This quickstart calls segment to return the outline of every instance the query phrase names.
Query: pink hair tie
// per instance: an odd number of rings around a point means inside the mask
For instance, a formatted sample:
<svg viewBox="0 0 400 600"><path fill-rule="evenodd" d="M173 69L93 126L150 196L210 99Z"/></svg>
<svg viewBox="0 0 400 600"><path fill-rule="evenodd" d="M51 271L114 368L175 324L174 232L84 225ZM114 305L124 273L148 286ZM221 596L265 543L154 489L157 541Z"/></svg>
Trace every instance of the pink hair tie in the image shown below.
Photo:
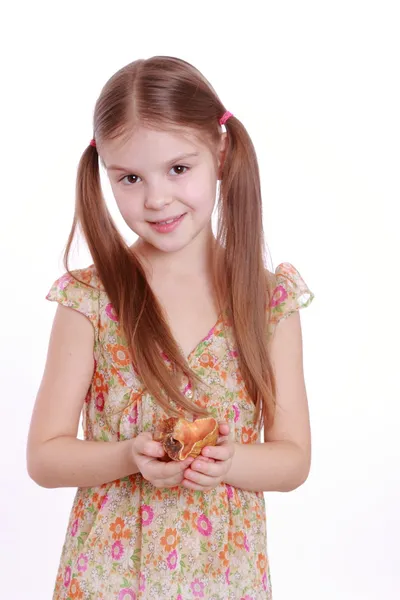
<svg viewBox="0 0 400 600"><path fill-rule="evenodd" d="M225 125L225 123L227 122L227 120L229 119L229 117L233 117L233 114L231 112L229 112L229 110L227 110L227 111L224 112L224 114L220 118L219 124L220 125Z"/></svg>
<svg viewBox="0 0 400 600"><path fill-rule="evenodd" d="M90 145L94 146L96 148L96 140L95 139L90 140Z"/></svg>

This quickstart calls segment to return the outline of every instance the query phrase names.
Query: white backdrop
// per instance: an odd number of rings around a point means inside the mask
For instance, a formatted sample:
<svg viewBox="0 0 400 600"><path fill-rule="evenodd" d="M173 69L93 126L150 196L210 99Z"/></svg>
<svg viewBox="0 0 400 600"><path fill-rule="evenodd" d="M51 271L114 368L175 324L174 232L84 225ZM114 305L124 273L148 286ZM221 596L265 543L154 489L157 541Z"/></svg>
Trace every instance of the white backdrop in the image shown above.
<svg viewBox="0 0 400 600"><path fill-rule="evenodd" d="M141 4L3 9L1 598L51 598L75 493L34 484L25 445L94 103L117 69L167 54L248 128L273 264L315 293L301 311L312 470L266 495L274 600L398 599L398 3Z"/></svg>

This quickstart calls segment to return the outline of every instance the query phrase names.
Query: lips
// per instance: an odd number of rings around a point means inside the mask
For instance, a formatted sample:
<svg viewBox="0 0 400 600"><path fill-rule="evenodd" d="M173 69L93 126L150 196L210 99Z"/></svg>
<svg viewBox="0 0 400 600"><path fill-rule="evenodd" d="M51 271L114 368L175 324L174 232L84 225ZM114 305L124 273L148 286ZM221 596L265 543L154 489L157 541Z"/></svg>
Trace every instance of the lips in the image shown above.
<svg viewBox="0 0 400 600"><path fill-rule="evenodd" d="M168 219L162 219L160 221L149 221L152 225L168 225L169 223L173 223L182 217L184 213L180 215L176 215L175 217L169 217Z"/></svg>

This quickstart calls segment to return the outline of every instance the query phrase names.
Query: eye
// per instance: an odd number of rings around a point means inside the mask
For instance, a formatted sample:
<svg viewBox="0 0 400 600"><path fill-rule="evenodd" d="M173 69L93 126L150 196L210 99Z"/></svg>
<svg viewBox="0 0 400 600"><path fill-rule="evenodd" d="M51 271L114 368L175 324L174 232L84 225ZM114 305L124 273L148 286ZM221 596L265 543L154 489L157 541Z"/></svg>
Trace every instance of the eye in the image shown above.
<svg viewBox="0 0 400 600"><path fill-rule="evenodd" d="M136 179L138 179L138 176L137 176L137 175L125 175L125 177L122 177L122 178L120 179L120 181L123 181L124 179L128 179L128 177L135 177ZM132 183L136 183L136 181L130 181L130 182L129 182L128 184L126 184L126 185L131 185Z"/></svg>
<svg viewBox="0 0 400 600"><path fill-rule="evenodd" d="M174 165L174 166L172 167L172 169L186 169L186 170L188 170L188 169L189 169L189 167L185 167L185 166L183 166L183 165ZM186 173L186 171L184 171L183 173ZM183 173L178 173L178 175L183 175Z"/></svg>

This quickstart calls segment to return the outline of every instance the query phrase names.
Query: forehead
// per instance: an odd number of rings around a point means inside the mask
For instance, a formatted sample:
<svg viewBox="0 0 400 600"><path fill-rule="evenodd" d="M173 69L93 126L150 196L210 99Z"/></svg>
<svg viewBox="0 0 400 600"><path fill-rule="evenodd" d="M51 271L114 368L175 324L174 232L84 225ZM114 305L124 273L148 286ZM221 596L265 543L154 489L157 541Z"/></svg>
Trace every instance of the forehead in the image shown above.
<svg viewBox="0 0 400 600"><path fill-rule="evenodd" d="M137 127L129 137L104 141L99 148L106 169L112 165L144 168L164 166L183 154L209 153L194 132Z"/></svg>

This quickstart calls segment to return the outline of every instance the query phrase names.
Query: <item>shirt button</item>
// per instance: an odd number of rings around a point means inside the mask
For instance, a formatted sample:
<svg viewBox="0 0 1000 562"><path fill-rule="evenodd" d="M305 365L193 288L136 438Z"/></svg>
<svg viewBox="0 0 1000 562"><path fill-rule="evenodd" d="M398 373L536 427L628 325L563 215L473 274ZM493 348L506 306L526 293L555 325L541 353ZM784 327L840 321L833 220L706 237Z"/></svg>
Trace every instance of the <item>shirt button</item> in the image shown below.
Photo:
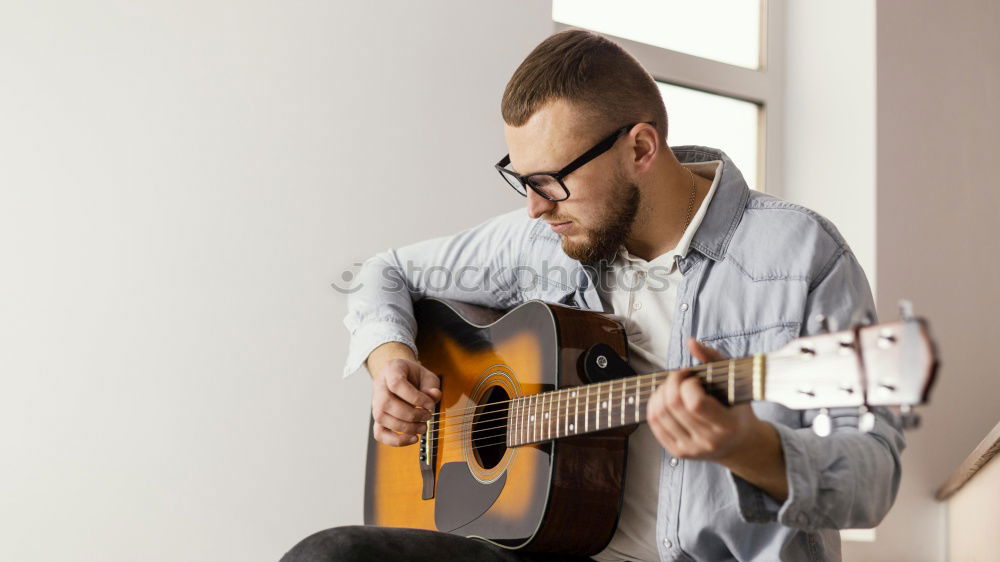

::::

## Aim of the exercise
Give the data again exactly as it stands, apart from the pictures.

## Reply to the task
This quickstart calls segment to return the outline of every instance the query phrase names.
Query: pink hair tie
// per instance: an odd number of rings around a point means inside the mask
For instance, a formatted sample:
<svg viewBox="0 0 400 600"><path fill-rule="evenodd" d="M173 69L93 126L150 196L210 99Z"/></svg>
<svg viewBox="0 0 400 600"><path fill-rule="evenodd" d="M51 271L114 368L175 324L174 232L84 225ZM114 305L124 273L148 286ZM221 596L265 543L154 489L157 541Z"/></svg>
Trace every instance of the pink hair tie in the image shown below.
Photo:
<svg viewBox="0 0 400 600"><path fill-rule="evenodd" d="M225 125L225 123L227 122L227 120L229 119L229 117L233 117L233 114L231 112L229 112L229 110L227 110L227 111L224 112L224 114L220 118L219 124L220 125Z"/></svg>
<svg viewBox="0 0 400 600"><path fill-rule="evenodd" d="M90 145L94 146L96 148L96 140L95 139L90 140Z"/></svg>

This quickstart calls segment to return the outline of every instance the query phrase names.
Query: white backdrop
// per instance: an odd number of rings around a point means inside the mask
For instance, a formatted sample:
<svg viewBox="0 0 400 600"><path fill-rule="evenodd" d="M173 69L93 126L150 196L210 99Z"/></svg>
<svg viewBox="0 0 400 600"><path fill-rule="evenodd" d="M51 271L114 368L175 324L174 232L84 225ZM114 305L124 273L148 286ZM221 596L265 543L154 489L157 541Z"/></svg>
Trace every instance of the white backdrop in the image shown above.
<svg viewBox="0 0 400 600"><path fill-rule="evenodd" d="M141 4L3 9L1 598L51 598L75 493L34 484L25 445L94 103L117 69L167 54L248 128L273 264L315 293L301 311L312 470L266 495L274 600L398 599L398 3Z"/></svg>

This quickstart calls segment to return the outline of every instance the query phrase names.
Query: lips
// per instance: an odd number of rings around a point means inside the mask
For instance, a formatted sample:
<svg viewBox="0 0 400 600"><path fill-rule="evenodd" d="M173 69L93 126L150 196L210 99Z"/></svg>
<svg viewBox="0 0 400 600"><path fill-rule="evenodd" d="M51 271L114 368L175 324L174 232L84 225ZM114 305L124 273L148 286ZM221 596L265 543L154 489L157 541Z"/></svg>
Trace every instance of the lips in the image shown above.
<svg viewBox="0 0 400 600"><path fill-rule="evenodd" d="M168 219L162 219L160 221L149 221L152 225L168 225L169 223L173 223L182 217L184 213L180 215L176 215L175 217L169 217Z"/></svg>

This quickstart calls segment to return the outline of every instance the query phrase names.
Query: eye
// per instance: an odd number of rings around a point means inside the mask
For instance, a formatted sample:
<svg viewBox="0 0 400 600"><path fill-rule="evenodd" d="M173 69L93 126L150 196L210 99Z"/></svg>
<svg viewBox="0 0 400 600"><path fill-rule="evenodd" d="M51 271L114 368L175 324L174 232L84 225ZM114 305L124 273L148 286ZM221 596L265 543L154 489L157 541Z"/></svg>
Trace every instance of the eye in the image shown above.
<svg viewBox="0 0 400 600"><path fill-rule="evenodd" d="M136 179L138 179L138 176L137 176L137 175L125 175L125 177L122 177L122 178L120 179L120 181L123 181L124 179L128 179L128 177L135 177ZM132 183L136 183L136 181L130 181L130 182L129 182L128 184L126 184L126 185L131 185Z"/></svg>
<svg viewBox="0 0 400 600"><path fill-rule="evenodd" d="M174 165L174 166L172 167L172 169L186 169L186 170L188 170L188 169L189 169L189 167L185 167L185 166L183 166L183 165ZM186 173L186 171L184 171L183 173ZM183 173L178 173L178 175L183 175Z"/></svg>

This quickstart calls segment to return the outline of every instance the query phrase names.
Query: forehead
// per instance: an odd number of rings around a point means inside the mask
For instance, a formatted sample:
<svg viewBox="0 0 400 600"><path fill-rule="evenodd" d="M173 69L93 126L150 196L210 99Z"/></svg>
<svg viewBox="0 0 400 600"><path fill-rule="evenodd" d="M51 271L114 368L175 324L174 232L84 225ZM114 305L124 273L148 286ZM221 596L265 543L154 489L157 541Z"/></svg>
Trace every instance of the forehead in the image shown above.
<svg viewBox="0 0 400 600"><path fill-rule="evenodd" d="M137 127L129 137L104 141L99 148L106 169L112 165L144 168L164 166L183 154L209 153L194 132Z"/></svg>

This quickstart calls segment to return the outline of every instance the query phrase names.
Query: <item>shirt button</item>
// per instance: an odd number of rings around a point means inside the mask
For instance, a formatted sample:
<svg viewBox="0 0 1000 562"><path fill-rule="evenodd" d="M305 365L193 288L136 438Z"/></svg>
<svg viewBox="0 0 1000 562"><path fill-rule="evenodd" d="M398 373L536 427L628 325L563 215L473 274ZM493 348L506 306L526 293L555 325L541 353ZM784 327L840 321L833 220L706 237Z"/></svg>
Trace every instance of the <item>shirt button</item> in the image shown below.
Photo:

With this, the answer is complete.